# [Exercises]
(a) In the text on Garamond fonts, who designed the Lora typeface?
(b) Continue the text on Garamond fonts after its last sentence.
[Text shown — start]
Lora scores 75% similarity and brings a contemporary calligraphic influence to the serif conversation. Designed by Cyreal, Lora has brushed curves and a slightly more informal rhythm than Garamond, giving it a warm, approachable quality that suits blog typography, editorial web design, and magazine-style layouts. While it diverges more noticeably from Garamond's historical roots than the other alternatives on this list, its elegant proportions and strong italic make it a genuinely useful option when you want something serif, readable, and slightly more expressive.
EB Garamond is available for free through Google Fonts, making it straightforward to embed in any web project. Add the following @import statement at the top of your CSS file to load the regular and bold weights along with italics:
@import url('https://fonts.googleapis.com/css2?family=EB+Garamond:ital,wght@0,400;0,700;1,400;1,700&display=swap');
Once imported, apply the font to your body or heading elements using a well-constructed fallback stack:
font-family: 'EB Garamond', Garamond, 'Times New Roman', Georgia, serif;
The fallback stack ensures that if the Google Fonts request fails, the browser will attempt to use a locally installed Garamond, then Times New Roman, then Georgia, before falling back to the generic serif family. Note that the display=swap parameter in the import URL enables font-display: swap, which instructs the browser to render text immediately using a fallback font while EB Garamond loads in the background. This significantly improves perceived performance and helps avoid invisible text during page load, which is important for both user experience and Core Web Vitals scores.
It depends on which version of Garamond you are referring to. The name "Garamond" covers many different typeface releases from various foundries, including Adobe Garamond Pro, Monotype Garamond, and ITC Garamond, all of which are commercial fonts that require a paid license for use in design projects, apps, or documents. If you need a free option, EB Garamond and Cormorant Garamond are both released under open-source licenses and are freely available for personal and commercial use.
[Text shown — finish]
[Extracted data — start]
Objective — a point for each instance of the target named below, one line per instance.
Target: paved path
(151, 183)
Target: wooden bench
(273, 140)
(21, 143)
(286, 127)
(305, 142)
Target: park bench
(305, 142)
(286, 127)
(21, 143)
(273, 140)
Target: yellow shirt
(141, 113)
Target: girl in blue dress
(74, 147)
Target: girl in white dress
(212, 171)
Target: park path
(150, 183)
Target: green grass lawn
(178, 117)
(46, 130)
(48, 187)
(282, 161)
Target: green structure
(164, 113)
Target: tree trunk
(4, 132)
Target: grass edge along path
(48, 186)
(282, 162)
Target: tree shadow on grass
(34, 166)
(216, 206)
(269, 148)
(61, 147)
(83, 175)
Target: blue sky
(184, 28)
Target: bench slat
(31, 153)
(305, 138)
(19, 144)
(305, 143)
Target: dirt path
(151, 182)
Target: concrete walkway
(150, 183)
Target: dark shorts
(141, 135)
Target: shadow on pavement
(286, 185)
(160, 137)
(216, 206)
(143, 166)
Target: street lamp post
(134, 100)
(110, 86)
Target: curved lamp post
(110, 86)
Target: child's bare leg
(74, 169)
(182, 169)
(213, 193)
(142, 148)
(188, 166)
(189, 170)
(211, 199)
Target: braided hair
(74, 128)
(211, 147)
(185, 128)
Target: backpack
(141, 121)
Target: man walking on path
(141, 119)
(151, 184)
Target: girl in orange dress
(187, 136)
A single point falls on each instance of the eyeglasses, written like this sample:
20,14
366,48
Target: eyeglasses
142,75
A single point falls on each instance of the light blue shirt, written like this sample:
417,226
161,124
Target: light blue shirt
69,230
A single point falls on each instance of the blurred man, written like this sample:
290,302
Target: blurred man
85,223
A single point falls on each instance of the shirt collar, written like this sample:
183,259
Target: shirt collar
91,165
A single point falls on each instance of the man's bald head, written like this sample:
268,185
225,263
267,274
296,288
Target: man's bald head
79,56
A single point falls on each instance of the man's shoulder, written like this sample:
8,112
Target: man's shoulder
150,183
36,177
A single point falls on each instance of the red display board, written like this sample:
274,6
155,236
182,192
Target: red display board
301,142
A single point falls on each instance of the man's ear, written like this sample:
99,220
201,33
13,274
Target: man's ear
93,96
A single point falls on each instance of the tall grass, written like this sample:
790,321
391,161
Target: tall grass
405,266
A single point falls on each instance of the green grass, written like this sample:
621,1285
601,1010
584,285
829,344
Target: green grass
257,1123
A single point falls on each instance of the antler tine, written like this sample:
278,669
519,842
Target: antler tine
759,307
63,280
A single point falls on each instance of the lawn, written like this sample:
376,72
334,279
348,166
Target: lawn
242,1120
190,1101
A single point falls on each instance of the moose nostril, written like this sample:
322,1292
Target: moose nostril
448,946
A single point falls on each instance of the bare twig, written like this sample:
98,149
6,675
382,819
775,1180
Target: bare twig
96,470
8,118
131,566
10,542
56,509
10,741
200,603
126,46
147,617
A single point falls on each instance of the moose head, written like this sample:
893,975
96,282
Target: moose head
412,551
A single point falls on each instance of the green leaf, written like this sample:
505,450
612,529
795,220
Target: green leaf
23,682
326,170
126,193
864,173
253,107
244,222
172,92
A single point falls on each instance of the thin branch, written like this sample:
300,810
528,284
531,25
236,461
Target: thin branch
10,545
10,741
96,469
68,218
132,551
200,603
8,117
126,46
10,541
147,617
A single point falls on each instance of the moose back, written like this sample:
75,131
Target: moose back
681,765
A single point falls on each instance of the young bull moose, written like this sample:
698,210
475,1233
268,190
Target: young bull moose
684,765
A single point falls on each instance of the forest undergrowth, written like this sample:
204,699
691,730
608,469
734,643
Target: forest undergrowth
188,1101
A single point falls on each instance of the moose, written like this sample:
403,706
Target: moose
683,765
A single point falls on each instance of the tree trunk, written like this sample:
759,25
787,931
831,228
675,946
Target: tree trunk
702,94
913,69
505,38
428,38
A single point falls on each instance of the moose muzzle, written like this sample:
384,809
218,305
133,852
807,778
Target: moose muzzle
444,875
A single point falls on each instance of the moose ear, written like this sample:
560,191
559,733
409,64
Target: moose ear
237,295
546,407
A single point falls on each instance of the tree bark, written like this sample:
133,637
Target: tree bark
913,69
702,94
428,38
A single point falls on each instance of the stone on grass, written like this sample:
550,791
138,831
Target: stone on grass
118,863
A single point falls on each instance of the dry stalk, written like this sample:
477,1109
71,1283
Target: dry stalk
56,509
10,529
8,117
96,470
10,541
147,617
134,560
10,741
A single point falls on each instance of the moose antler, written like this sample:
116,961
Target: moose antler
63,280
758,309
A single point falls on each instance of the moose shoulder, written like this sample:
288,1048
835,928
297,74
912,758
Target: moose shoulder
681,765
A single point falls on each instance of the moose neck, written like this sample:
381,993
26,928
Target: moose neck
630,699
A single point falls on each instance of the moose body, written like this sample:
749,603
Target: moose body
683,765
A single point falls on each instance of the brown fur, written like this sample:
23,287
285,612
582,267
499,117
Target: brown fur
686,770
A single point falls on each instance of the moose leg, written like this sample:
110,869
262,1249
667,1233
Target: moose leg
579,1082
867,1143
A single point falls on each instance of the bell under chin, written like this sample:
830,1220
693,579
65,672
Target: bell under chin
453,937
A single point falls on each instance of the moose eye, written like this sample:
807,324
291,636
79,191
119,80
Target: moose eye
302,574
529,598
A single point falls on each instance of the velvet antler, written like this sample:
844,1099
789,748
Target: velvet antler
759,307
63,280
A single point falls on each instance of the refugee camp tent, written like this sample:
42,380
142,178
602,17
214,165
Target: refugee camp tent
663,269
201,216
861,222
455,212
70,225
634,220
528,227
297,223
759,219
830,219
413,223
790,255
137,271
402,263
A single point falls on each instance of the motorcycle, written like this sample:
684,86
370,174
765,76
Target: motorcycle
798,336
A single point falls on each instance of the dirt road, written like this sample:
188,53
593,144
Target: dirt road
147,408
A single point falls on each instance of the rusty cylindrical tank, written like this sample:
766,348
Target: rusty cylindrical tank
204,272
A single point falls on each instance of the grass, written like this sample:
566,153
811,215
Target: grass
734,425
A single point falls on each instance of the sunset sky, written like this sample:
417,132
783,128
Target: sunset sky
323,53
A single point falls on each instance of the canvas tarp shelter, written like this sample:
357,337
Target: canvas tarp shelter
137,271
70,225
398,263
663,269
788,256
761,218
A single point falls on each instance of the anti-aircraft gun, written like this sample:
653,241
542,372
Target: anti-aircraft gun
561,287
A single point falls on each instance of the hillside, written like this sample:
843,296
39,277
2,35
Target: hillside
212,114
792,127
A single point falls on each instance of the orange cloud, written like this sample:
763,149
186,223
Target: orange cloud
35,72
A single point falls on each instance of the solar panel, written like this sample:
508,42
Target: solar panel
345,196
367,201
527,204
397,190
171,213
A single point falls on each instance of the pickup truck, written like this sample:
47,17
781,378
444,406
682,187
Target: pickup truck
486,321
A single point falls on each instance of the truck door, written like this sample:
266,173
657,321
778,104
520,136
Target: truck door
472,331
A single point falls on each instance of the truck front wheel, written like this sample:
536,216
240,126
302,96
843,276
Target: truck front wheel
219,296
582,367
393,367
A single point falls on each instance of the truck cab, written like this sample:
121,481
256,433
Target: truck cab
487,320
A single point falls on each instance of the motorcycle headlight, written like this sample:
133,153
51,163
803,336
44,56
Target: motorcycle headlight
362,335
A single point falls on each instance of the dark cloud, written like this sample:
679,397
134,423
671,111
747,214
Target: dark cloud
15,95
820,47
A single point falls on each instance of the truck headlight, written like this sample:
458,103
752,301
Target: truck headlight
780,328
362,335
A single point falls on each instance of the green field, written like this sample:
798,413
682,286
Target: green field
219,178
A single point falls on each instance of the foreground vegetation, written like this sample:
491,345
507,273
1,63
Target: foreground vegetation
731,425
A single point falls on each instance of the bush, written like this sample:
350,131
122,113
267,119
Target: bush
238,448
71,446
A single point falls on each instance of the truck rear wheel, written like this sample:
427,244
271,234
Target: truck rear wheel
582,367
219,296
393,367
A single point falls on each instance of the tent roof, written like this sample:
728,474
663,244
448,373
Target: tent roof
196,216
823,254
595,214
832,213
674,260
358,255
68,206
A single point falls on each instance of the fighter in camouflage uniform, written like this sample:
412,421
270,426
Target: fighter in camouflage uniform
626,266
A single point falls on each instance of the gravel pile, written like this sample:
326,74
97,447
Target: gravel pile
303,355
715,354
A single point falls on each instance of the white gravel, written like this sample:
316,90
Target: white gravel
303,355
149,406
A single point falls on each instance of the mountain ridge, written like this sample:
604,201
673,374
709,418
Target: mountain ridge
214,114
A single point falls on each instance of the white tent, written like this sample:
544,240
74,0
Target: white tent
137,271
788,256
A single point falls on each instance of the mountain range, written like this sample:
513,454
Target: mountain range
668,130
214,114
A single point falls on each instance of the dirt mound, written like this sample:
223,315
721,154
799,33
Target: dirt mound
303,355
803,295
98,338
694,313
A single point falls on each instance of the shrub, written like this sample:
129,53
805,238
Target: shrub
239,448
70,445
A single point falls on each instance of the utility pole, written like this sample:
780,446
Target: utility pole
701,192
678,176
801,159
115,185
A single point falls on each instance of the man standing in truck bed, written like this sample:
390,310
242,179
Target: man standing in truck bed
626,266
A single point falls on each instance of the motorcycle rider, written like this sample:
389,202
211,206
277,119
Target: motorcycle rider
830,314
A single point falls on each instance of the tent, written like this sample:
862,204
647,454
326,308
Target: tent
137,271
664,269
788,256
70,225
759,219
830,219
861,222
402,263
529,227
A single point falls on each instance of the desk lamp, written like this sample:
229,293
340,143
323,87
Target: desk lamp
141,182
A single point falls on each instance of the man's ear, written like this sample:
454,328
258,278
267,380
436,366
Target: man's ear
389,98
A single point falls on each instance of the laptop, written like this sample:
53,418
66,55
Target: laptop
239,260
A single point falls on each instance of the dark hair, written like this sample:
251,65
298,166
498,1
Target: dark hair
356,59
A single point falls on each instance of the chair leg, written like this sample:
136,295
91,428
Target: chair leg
[Extracted data — finish]
# [Exercise answers]
(a) Cyreal

(b)
EB Garamond is the closest free alternative, with a 95% similarity to commercial Garamond releases. It is a historically faithful open-source revival based on Claude Garamond's original 16th-century type specimens, and it includes a comprehensive set of weights, italics, and typographic features that make it suitable for professional print and digital work alike.
Yes. EB Garamond is released under the SIL Open Font License (OFL), which permits free use in both personal and commercial projects. You can embed it in websites, use it in printed materials, include it in apps, and incorporate it in client work without paying any licensing fees. The only restriction is that you cannot sell the font files themselves as a standalone product.
Garamond is best suited for contexts where elegance, readability, and a sense of tradition are important. It excels in book typography, academic publishing, luxury brand identities, editorial layouts, and any project where long-form reading is central. Its refined old-style proportions also make it a popular choice for wedding stationery, literary magazines, museum collateral, and high-end packaging. On the web, pairing it with a clean sans-serif for body text — such as Open Sans or Source Sans 3 — creates a sophisticated and highly legible typographic system.